* [EXERCISE OBJECTIVE] Reproduce the part of the summary on epistemic calibration in multi-agent planning that starts with "When Planning Fails" and goes on through "calibration over time.".

* [SUPPLIED PASSAGE]
= = = = =
When Planning Fails Despite Correct Execution: On Epistemic Calibration for LLM-Based Multi-Agent Systems
Addresses a latent failure mode in LLM-based multi-agent planning for practitioners, offering a moderate improvement over baselines.
LLM-based multi-agent systems can fail due to epistemic miscalibration during planning, where agents misjudge their knowledge even when actions execute correctly. The proposed EPC-AW workflow improves system-level success by an average of 9.75% by selecting plans with stable evaluations across agents and refining calibration over time.
= = = = =
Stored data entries
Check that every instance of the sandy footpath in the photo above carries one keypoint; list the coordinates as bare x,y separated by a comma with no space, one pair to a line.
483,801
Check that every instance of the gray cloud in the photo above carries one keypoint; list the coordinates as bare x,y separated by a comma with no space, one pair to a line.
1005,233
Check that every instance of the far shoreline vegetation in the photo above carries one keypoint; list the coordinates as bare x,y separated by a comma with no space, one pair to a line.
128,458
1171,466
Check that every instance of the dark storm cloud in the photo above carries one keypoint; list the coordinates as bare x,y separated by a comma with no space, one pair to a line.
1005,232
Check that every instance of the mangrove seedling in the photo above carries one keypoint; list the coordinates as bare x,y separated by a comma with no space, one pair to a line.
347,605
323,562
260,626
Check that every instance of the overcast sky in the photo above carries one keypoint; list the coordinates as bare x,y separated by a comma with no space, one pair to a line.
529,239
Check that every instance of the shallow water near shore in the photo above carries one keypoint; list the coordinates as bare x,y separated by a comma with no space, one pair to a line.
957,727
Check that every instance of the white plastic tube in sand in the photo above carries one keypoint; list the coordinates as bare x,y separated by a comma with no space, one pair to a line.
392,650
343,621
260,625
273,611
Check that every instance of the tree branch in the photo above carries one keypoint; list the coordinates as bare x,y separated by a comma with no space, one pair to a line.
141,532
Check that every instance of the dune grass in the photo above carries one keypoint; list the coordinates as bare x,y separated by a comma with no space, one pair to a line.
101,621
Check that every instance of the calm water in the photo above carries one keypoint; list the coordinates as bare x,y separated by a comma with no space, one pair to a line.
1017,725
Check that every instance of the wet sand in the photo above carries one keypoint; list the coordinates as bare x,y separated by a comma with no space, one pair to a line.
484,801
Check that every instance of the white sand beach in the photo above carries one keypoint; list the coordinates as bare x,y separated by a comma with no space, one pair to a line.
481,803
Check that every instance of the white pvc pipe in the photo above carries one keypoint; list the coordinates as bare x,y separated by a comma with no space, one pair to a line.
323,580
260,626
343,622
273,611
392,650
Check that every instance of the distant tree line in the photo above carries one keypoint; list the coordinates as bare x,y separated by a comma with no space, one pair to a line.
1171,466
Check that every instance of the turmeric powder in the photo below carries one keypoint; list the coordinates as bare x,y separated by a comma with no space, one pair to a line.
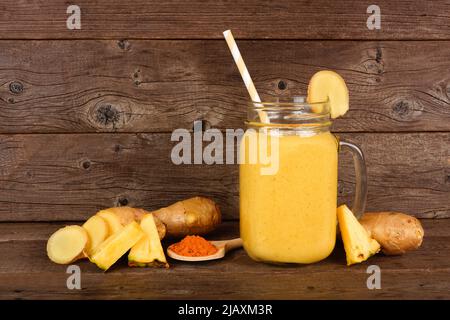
194,246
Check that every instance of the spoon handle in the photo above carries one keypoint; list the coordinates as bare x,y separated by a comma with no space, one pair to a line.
233,244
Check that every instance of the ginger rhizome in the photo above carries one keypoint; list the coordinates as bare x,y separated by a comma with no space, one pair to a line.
110,233
194,246
396,232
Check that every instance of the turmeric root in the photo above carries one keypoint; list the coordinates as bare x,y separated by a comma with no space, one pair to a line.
148,251
396,232
358,244
196,215
67,245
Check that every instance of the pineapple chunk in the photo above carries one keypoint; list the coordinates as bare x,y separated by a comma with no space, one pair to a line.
116,245
148,251
112,219
98,230
358,244
328,85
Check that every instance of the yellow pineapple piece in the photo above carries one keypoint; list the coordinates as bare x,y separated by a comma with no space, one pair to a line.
116,245
148,251
98,230
328,85
113,220
358,244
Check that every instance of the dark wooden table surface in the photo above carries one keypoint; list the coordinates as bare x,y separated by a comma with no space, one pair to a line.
26,273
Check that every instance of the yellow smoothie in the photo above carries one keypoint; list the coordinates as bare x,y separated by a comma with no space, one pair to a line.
290,216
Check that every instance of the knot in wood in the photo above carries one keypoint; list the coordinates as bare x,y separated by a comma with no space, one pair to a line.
402,110
16,87
282,85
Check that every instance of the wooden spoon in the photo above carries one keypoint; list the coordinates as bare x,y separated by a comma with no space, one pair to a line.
223,247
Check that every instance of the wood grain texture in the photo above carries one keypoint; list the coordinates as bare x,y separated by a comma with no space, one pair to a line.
50,177
156,86
26,273
320,19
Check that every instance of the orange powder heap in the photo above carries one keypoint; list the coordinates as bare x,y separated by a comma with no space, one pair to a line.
194,246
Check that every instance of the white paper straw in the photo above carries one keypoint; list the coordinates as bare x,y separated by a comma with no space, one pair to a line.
244,72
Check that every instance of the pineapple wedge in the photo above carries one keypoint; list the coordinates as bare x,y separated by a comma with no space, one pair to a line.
148,251
328,85
98,230
112,219
116,245
358,244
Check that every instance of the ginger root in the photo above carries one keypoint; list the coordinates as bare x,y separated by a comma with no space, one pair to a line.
358,244
67,245
396,232
196,215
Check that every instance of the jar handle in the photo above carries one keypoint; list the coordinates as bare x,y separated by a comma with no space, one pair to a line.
359,203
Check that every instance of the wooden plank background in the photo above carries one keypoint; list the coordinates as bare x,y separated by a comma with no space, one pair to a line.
156,86
250,19
86,115
421,274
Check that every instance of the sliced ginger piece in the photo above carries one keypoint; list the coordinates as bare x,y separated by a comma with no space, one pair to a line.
67,244
358,244
110,250
148,251
98,230
328,85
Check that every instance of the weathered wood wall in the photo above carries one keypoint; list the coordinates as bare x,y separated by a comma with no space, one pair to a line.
86,115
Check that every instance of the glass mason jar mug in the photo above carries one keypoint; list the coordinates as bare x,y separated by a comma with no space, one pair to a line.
288,177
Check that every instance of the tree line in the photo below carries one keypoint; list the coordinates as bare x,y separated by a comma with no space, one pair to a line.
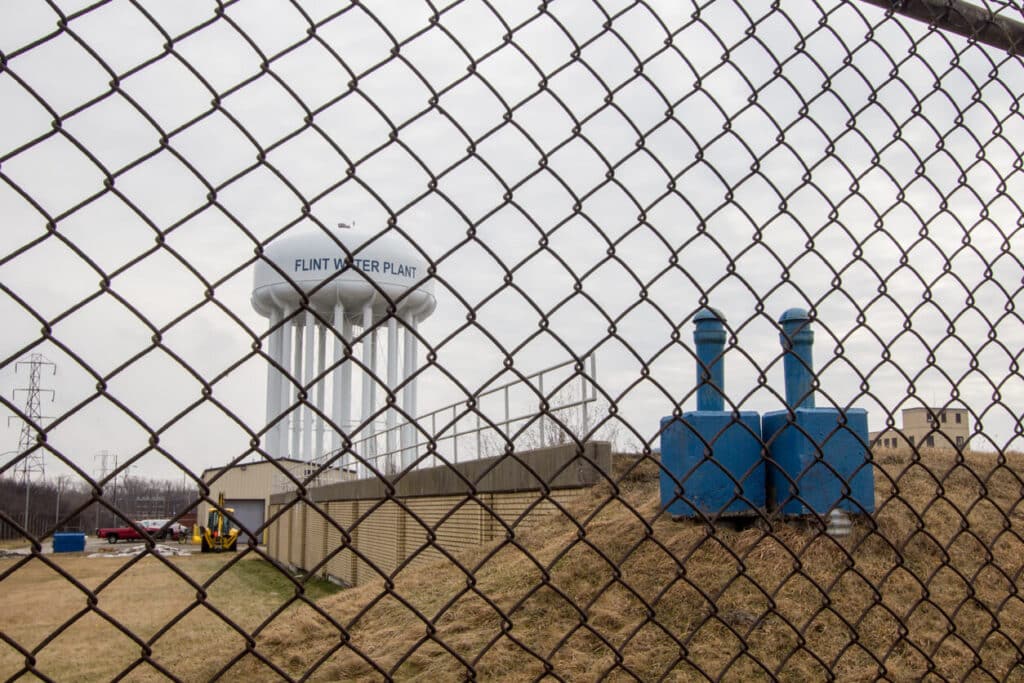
70,505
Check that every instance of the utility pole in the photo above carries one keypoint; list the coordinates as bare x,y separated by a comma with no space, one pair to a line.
30,458
105,458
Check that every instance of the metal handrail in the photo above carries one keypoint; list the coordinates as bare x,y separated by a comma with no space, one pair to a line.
361,470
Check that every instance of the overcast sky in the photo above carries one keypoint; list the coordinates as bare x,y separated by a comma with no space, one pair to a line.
786,160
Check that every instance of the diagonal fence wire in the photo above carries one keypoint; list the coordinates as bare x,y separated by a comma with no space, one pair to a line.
580,180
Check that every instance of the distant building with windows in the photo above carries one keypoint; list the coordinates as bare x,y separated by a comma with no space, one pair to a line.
927,428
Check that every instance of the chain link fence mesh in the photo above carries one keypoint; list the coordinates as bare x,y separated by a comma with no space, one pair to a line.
582,178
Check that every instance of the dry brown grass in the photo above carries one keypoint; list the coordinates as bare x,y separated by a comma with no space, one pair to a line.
37,600
931,591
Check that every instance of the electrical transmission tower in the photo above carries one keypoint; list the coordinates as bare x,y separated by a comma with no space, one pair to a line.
29,460
105,458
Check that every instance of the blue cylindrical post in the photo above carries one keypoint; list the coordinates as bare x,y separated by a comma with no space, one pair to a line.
710,339
797,339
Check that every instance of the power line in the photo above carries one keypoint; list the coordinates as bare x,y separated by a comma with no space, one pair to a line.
30,460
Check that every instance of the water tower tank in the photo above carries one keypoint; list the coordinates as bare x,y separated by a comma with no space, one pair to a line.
325,292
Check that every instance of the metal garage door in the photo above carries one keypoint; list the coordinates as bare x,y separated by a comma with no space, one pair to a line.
250,513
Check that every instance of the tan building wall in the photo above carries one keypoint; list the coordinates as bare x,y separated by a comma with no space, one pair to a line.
928,428
382,534
388,535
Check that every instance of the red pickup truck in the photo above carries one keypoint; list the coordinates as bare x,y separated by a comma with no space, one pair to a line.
115,534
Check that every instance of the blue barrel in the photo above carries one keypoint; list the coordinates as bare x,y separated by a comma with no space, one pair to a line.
820,459
712,461
69,542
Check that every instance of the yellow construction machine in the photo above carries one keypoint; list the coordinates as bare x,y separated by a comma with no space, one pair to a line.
219,534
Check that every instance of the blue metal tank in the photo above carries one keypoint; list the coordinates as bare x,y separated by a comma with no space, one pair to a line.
712,462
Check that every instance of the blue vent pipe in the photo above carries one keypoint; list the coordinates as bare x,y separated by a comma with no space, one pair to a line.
710,339
798,339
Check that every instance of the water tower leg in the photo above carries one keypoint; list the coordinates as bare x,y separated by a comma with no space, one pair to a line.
374,374
345,421
297,377
336,379
271,440
286,386
321,387
392,382
368,349
307,420
408,431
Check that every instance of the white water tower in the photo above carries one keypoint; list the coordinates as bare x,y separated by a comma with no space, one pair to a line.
315,297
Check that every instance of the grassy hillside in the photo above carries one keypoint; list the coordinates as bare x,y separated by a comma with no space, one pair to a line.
932,587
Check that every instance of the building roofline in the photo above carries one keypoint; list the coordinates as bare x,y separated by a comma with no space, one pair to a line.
238,465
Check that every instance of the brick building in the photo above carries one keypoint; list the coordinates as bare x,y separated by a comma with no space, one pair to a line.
927,428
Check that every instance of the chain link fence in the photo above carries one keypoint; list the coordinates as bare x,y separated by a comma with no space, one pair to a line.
582,179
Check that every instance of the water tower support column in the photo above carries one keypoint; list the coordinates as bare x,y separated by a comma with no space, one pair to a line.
271,440
408,430
392,382
286,385
295,413
368,352
307,411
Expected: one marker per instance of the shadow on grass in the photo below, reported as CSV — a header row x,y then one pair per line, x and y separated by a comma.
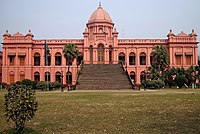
x,y
26,131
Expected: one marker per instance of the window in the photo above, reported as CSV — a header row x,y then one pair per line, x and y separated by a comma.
x,y
132,58
69,78
22,76
188,58
110,54
58,77
80,58
69,61
36,59
142,59
151,59
91,55
142,77
178,57
21,60
121,58
132,75
12,60
48,60
58,59
47,76
12,77
37,76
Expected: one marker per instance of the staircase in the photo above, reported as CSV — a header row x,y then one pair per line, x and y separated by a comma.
x,y
103,76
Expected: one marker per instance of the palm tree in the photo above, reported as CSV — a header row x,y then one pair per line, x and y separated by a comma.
x,y
160,58
70,52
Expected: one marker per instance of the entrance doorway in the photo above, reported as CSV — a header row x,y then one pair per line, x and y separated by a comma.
x,y
100,54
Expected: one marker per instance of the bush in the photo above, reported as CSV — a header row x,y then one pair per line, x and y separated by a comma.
x,y
54,85
154,84
180,80
20,105
4,85
41,85
34,84
27,82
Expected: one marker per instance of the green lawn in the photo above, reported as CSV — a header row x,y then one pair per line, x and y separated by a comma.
x,y
165,111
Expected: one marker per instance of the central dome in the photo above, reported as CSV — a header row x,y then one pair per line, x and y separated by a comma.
x,y
100,15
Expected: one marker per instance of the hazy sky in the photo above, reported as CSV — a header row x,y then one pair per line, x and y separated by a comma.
x,y
66,19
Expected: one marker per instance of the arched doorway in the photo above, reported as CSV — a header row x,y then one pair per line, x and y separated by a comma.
x,y
122,58
58,59
132,58
68,78
91,54
58,77
132,75
100,54
37,76
142,58
80,58
142,77
110,55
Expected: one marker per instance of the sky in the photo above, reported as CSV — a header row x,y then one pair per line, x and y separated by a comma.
x,y
66,19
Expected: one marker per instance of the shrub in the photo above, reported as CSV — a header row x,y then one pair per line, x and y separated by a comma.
x,y
41,85
34,84
20,105
4,85
180,80
27,82
154,84
54,85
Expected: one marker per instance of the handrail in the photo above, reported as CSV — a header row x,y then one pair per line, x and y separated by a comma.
x,y
125,70
79,69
= = = = =
* [ANSWER BOX]
When Planning Fails Despite Correct Execution: On Epistemic Calibration for LLM-Based Multi-Agent Systems
Addresses a latent failure mode in LLM-based multi-agent planning for practitioners, offering a moderate improvement over baselines.
LLM-based multi-agent systems can fail due to epistemic miscalibration during planning, where agents misjudge their knowledge even when actions execute correctly. The proposed EPC-AW workflow improves system-level success by an average of 9.75% by selecting plans with stable evaluations across agents and refining calibration over time.